Your instructions: Look at the entries below and reproduce them exactly.
START Extracted records
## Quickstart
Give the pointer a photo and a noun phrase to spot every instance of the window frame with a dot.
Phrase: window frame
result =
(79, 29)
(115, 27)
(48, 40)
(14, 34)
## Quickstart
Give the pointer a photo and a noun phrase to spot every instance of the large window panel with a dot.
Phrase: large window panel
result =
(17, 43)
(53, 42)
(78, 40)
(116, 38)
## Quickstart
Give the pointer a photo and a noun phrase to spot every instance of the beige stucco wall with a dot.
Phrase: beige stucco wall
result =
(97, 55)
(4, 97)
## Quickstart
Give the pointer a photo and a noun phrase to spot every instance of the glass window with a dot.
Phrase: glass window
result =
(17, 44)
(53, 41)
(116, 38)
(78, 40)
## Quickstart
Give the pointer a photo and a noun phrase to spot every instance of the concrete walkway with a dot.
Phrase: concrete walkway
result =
END Extracted records
Exercise result:
## Quickstart
Give the pointer a photo and a noun phrase to spot every instance of the window frame with a dot.
Phrase: window frame
result =
(79, 29)
(115, 27)
(48, 40)
(14, 34)
## Quickstart
Give the pointer a photo and a noun phrase to spot every instance of the large window panel with a dot.
Phrase: large window panel
result =
(17, 43)
(53, 42)
(78, 40)
(116, 38)
## Quickstart
Give the pointer a photo and a noun phrase to spot every instance of the beige stucco wall with a dot.
Phrase: beige stucco wall
result =
(97, 55)
(4, 97)
## Quickstart
Give the pointer a photo and a noun phrase to spot every instance of the glass window with a dot.
Phrase: glass window
result =
(17, 44)
(53, 41)
(116, 38)
(78, 40)
## Quickstart
Give the pointer a photo and a noun phrase to spot every instance of the concrete walkway with a dot.
Phrase: concrete walkway
result =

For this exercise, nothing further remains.